§ WHAT YOU WILL DO
Write out the data again exactly, skipping every picture.

────────────────

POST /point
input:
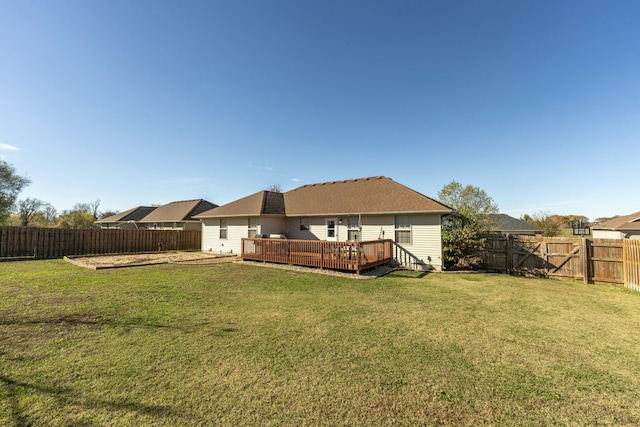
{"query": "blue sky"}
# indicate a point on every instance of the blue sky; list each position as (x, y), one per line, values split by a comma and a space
(148, 102)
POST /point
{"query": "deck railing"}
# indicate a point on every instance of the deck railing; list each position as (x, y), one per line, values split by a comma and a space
(353, 256)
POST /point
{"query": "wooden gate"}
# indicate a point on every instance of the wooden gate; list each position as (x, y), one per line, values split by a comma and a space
(586, 260)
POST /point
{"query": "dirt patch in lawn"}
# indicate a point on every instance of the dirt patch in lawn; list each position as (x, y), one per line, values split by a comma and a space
(97, 262)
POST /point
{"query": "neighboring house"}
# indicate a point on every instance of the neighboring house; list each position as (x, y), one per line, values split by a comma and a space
(127, 219)
(172, 216)
(505, 224)
(177, 215)
(622, 227)
(351, 210)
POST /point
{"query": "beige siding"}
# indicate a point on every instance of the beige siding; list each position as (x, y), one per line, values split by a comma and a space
(425, 250)
(426, 241)
(272, 225)
(317, 229)
(377, 227)
(237, 228)
(607, 234)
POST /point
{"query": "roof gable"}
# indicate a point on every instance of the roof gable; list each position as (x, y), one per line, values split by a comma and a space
(506, 223)
(260, 203)
(178, 211)
(374, 195)
(134, 214)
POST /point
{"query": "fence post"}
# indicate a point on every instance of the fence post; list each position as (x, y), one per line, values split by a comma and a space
(509, 255)
(586, 259)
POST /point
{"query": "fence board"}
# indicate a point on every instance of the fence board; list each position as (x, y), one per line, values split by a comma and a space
(58, 242)
(631, 256)
(589, 260)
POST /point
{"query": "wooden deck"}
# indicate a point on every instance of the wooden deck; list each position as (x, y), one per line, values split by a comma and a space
(351, 256)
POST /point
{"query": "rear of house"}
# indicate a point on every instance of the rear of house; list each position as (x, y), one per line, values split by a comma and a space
(623, 227)
(341, 211)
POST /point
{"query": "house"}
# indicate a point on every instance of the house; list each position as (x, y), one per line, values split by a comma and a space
(356, 210)
(172, 216)
(622, 227)
(126, 219)
(505, 224)
(177, 215)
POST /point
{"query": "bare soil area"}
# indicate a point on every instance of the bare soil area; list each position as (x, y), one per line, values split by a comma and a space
(97, 262)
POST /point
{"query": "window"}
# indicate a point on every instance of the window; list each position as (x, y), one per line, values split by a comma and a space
(223, 228)
(353, 228)
(253, 227)
(403, 229)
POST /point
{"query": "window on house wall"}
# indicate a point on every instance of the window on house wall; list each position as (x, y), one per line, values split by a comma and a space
(223, 228)
(253, 227)
(403, 229)
(353, 229)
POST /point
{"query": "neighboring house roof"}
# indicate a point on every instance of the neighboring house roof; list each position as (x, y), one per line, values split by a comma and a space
(621, 223)
(178, 211)
(508, 224)
(260, 203)
(135, 214)
(375, 195)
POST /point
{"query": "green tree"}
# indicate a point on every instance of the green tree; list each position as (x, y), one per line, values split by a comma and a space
(30, 208)
(462, 239)
(11, 184)
(550, 224)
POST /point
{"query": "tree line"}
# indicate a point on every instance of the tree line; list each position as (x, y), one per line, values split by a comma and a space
(35, 212)
(462, 231)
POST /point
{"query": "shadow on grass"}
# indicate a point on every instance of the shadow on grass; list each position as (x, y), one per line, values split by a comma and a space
(409, 274)
(69, 396)
(83, 319)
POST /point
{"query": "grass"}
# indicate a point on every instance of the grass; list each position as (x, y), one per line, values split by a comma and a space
(233, 344)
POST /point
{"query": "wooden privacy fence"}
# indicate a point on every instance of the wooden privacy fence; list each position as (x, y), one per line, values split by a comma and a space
(59, 242)
(588, 260)
(631, 262)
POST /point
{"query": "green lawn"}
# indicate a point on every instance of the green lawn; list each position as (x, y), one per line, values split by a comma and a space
(232, 344)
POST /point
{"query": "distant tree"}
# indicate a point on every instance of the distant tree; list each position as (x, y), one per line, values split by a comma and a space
(76, 219)
(550, 224)
(276, 188)
(91, 208)
(606, 218)
(49, 214)
(106, 214)
(29, 208)
(11, 184)
(462, 231)
(526, 218)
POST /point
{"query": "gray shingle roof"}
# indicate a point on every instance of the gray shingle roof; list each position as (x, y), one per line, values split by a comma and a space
(627, 222)
(178, 211)
(506, 224)
(375, 195)
(135, 214)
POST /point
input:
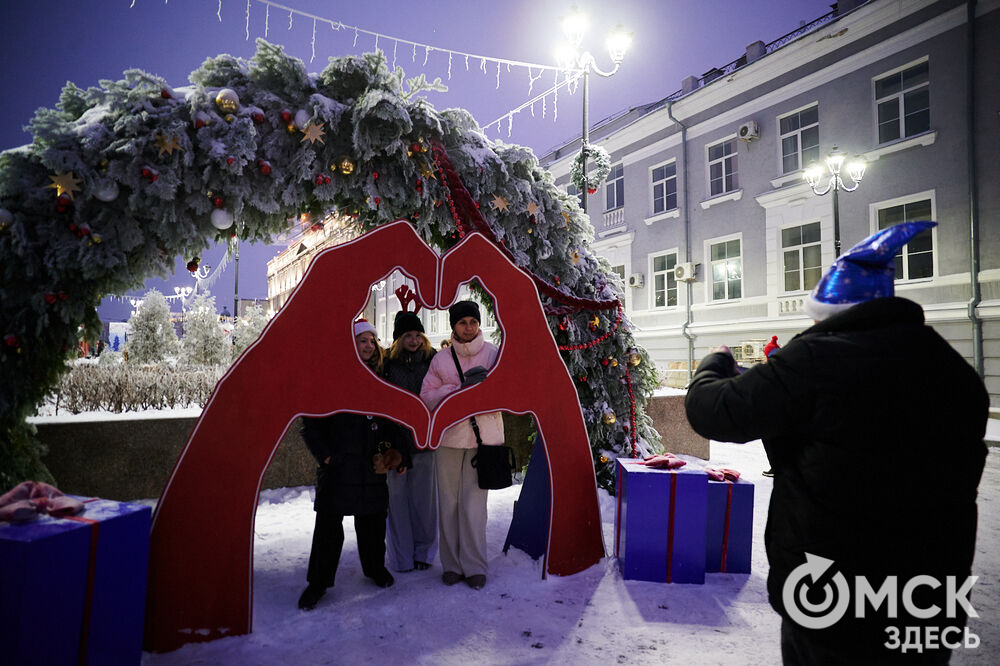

────────────────

§ WRITTEN RESPONSE
POST /point
input:
{"query": "blue sky"}
# indicate a point on every instance of the blue sky; list each position as (x, y), one per line, values split by a comma and a space
(148, 102)
POST /point
{"query": "deck railing"}
# indicate a point on every instance of the deck railing; list each position as (x, y), one per line, values split by a comma and a space
(353, 256)
POST /point
{"query": "wooden gate"}
# indicate a point on every instance of the wooden gate; list each position as (x, y), one per line, values split by a comma and a space
(586, 260)
POST /point
{"query": "dirt patch in lawn"}
# indicate a point on every instance of the dirt patch in lawn; list each position as (x, y), one per line, values split by a comma and a space
(97, 262)
POST /point
{"query": "neighboring house"}
# indicate a point on every instance of the neighboring house; list each position as (x, y), one per line, values split by a comma and a space
(127, 219)
(172, 216)
(505, 224)
(177, 215)
(622, 227)
(351, 210)
POST /point
{"query": "beige siding"}
# indicate a point on every instance of the beige siding; list each position as (x, y), one per line, values split by a comma and a space
(425, 250)
(426, 241)
(272, 225)
(317, 229)
(377, 227)
(237, 228)
(607, 234)
POST /point
{"query": "roof gable"}
# indicate a point on every instance of the roof gable; list each position as (x, y), one per line, values split by a comma and a space
(506, 223)
(260, 203)
(178, 211)
(374, 195)
(134, 214)
POST /point
{"query": "fence post"}
# indicate a point on every instance of the fence post; list each position as (x, y), one per line, values split by a comma and a space
(509, 255)
(586, 259)
POST /point
{"query": "fence board"}
# indicate a point on every instance of the fence board; list each position as (x, y), one per line, values split by a comma and a space
(58, 242)
(631, 256)
(589, 260)
POST /point
{"query": "wooden deck"}
# indicate a point on every instance of the wooden deck; list each position as (x, y), one per line, values split by a comma and a space
(351, 256)
POST /point
{"query": "rear of house"}
# indicate a point on every instance of the rear of house; list each position as (x, y), one per line, values split by a comma and a space
(623, 227)
(341, 211)
POST /point
{"query": "house"}
# indicate a point on every instance of the house; list each position as (x, y), one per line, values split by a comma and a space
(356, 210)
(172, 216)
(622, 227)
(126, 219)
(505, 224)
(177, 215)
POST /point
{"query": "bare soil area"}
# indicate a point on every instance of the bare soil area; list each position as (x, y), one per line, values split by a comma and a space
(97, 262)
POST /point
{"query": "window"}
# indicate a point on every instance of the window; list each position as (x, y), one per line, values split by a comma and a space
(223, 228)
(353, 228)
(253, 227)
(403, 229)
POST /point
{"query": "window on house wall"}
# indicate a point on every instance of the window on house wall; list each position as (x, y), one per line, values split by a comma and a space
(223, 228)
(253, 227)
(403, 229)
(353, 229)
POST /point
{"query": "neighboring house roof"}
# indicate a point on every instance of the neighboring house roof; list each position as (x, y), one per line, values split by a comma and a space
(621, 223)
(178, 211)
(508, 224)
(260, 203)
(135, 214)
(375, 195)
POST /point
{"query": "green tree"}
# indicate a point on every instance of the green tree; list each position as (x, y), one per line, values split by a comma and a space
(30, 208)
(462, 239)
(11, 184)
(550, 224)
POST /point
{"query": "tree line"}
# indicate a point on every instance of the tree line; list each position as (x, y), one per line, values split by a comma and a space
(35, 212)
(462, 231)
POST /point
{"query": "shadow on grass"}
# indicate a point on every instance of the shadow on grass; list each position as (x, y), one per line, values split by a comma and a space
(409, 274)
(69, 396)
(83, 319)
POST /point
{"query": "grass"}
# indicate a point on every instance of the grass; list each position as (x, y), one per line, values split by a comma and a space
(233, 344)
POST /point
{"query": "wooden privacy fence"}
# indicate a point on every instance of the wooden privacy fence; list each position as (x, y), one per line, values split by a comma and a space
(59, 242)
(588, 260)
(631, 262)
POST /point
{"query": "green lawn"}
# indicate a point on every instance of the green lawn; list each position as (x, y), one per line, values split by a comma and a space
(232, 344)
POST /point
{"query": "distant tree"}
# indicate a point on every instance of the distant tree; list each position as (x, y), one per line, values split by a comma and a space
(76, 219)
(550, 224)
(276, 188)
(91, 208)
(606, 218)
(49, 214)
(106, 214)
(29, 208)
(11, 184)
(462, 231)
(526, 218)
POST /point
{"query": "gray shingle roof"}
# indicate a point on every instance of the gray shingle roof; list each position as (x, y), one per line, values split by a comma and a space
(627, 222)
(178, 211)
(506, 224)
(375, 195)
(135, 214)
POST /point
input:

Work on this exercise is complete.